* **PASSAGE SHOWN**
——————————

A defined-benefit plan, commonly known as a traditional pension plan, is a retirement plan funded by an employer that calculates employee benefits based on a formula that takes into account several factors, including age, employee’s salary, and length of employment.

Defined-benefit pension plans, which still exist in some public-sector jobs, were common in the private sector up until about 40 years ago. As time passed, most companies found maintaining a defined-benefit plan too costly. Currently, only 15% of private-sector workers have access to a defined-benefit plan, according to the U.S..Bureau of Labor Statistics (BLS).

Interestingly, in October 2023,, investment bank JPMorgan said that, due to many positive aspects, the defined-benefit plan should be revisited. Here’s how these plans are organized and how they compare to the defined-contribution plans that have largely replaced them.

How a defined-benefit plan works

The term "defined-benefit plan" is derived from the fact that you and your employer both know and understand the formula for calculating your retirement benefits. These plans offer guaranteed payments on a par with salaries and are offered to make it more attractive for you to stay with the employer for a long period of time. How much you should get from a defined-benefit plan depends on your tenure with the employer, salary, and age.

Every year your employer determines the amount of the future pension payments that would be made from the plan, allowing the policy to calculate the amount that needs to be contributed to fund the projected pension. You must work for a certain period of time before becoming eligible for a defined-benefit plan after retirement. This period is known as the “vesting period.”

Examples of defined-benefit plan payouts

Your employer typically funds the plan by making regular contributions, usually a percentage of your pay, into a tax-deferred account. Upon retirement, you may receive monthly payments throughout your lifetime or a lump sum.

——————————

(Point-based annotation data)

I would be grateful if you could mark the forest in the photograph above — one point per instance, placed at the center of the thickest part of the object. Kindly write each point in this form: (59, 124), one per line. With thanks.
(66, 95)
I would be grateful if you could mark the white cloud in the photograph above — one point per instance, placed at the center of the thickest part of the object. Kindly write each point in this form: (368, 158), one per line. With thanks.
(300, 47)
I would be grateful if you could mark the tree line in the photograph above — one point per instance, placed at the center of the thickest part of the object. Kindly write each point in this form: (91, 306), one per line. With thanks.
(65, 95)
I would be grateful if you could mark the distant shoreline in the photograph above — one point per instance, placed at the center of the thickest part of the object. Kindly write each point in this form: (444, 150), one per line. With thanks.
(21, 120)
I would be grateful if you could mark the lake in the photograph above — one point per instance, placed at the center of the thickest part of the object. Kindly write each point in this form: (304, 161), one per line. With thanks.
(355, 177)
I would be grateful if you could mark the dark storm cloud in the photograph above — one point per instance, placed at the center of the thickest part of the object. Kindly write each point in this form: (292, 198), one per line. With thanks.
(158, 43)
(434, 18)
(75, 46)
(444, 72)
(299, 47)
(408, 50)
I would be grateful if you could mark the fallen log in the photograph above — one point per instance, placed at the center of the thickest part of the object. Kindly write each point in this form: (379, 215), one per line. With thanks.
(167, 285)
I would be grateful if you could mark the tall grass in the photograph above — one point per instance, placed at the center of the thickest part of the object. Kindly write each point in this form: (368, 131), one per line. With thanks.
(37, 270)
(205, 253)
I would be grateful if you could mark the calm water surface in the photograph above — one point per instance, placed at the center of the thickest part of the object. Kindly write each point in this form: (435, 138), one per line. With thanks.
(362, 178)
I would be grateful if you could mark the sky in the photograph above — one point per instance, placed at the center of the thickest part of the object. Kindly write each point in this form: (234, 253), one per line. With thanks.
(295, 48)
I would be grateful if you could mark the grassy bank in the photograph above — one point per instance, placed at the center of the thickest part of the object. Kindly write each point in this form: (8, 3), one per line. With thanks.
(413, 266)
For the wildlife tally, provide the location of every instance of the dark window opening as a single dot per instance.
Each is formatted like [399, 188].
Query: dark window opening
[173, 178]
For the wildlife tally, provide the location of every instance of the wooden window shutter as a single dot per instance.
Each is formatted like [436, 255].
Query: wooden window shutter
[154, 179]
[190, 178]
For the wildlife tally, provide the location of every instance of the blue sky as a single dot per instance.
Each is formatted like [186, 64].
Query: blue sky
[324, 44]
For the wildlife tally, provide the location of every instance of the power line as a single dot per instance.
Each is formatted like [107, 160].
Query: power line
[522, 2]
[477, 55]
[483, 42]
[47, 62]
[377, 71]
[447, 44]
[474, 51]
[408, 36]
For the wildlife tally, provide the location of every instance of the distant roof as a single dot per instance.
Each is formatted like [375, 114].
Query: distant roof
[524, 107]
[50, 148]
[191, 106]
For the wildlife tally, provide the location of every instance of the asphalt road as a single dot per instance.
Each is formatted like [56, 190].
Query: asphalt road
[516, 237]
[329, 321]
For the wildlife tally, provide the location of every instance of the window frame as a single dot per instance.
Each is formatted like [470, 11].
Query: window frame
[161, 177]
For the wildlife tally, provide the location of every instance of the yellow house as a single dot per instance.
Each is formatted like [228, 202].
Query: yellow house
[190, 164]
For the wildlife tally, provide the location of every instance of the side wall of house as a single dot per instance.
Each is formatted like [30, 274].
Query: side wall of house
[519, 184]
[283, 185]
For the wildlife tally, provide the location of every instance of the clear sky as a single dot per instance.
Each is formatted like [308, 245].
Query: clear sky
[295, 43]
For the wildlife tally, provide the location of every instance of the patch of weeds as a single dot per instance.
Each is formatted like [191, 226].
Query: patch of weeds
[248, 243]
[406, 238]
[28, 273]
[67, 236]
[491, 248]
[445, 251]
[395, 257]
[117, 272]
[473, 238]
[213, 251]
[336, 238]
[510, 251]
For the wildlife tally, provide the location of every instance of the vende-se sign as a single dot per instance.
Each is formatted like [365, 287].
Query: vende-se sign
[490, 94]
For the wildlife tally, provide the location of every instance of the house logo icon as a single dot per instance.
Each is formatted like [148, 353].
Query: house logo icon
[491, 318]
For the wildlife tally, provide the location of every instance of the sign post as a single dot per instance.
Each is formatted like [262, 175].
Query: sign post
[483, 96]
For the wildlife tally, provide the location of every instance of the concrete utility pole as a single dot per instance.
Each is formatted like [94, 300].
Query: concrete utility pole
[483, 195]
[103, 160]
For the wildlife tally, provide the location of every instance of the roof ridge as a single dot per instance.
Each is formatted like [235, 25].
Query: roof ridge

——————————

* **SET OF TASKS**
- 1) In the passage on defined-benefit plans, what is the required period of work before a worker becomes eligible for the plan after retirement called?
- 2) List the factors that the passage on defined-benefit plans says the benefit formula takes into account.

* **EXPECTED OUTPUTS**
- 1) The vesting period.

- 2) Age, employee's salary, and length of employment.